→ **Exercise inputs**
-- Begin --

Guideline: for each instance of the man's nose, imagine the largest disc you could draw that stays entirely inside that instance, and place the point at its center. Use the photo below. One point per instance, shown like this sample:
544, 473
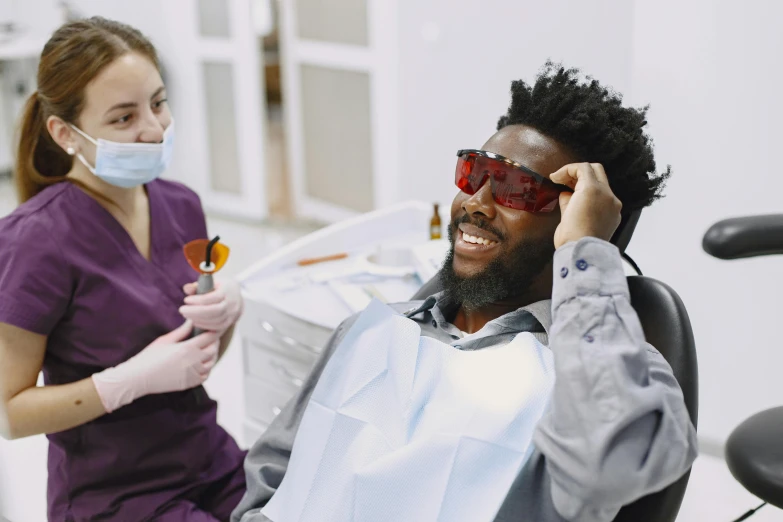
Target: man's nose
481, 203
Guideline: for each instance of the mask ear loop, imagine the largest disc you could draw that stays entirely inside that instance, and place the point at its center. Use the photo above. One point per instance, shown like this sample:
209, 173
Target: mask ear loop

-- End --

→ **Do this**
Write out all of the records above again, requests included, but shift each coordinate in the answers up by 73 and leave out the pictures.

→ **Written answer**
Guideline: for each instance of the man's nose, imagine the largest disc you could draw that stays entirely inside that instance, and place the point at its center. Use the photo below. One point per instance, shown like this sample:
544, 473
Target: man's nose
554, 276
Guideline: for each instance of the mask ear loop, imagine the largest disc you could draw that stays entirely inside that instance, and place the point at its center. Use the photo above. One point per instance, shown like this sample:
209, 173
Target: mask ear loop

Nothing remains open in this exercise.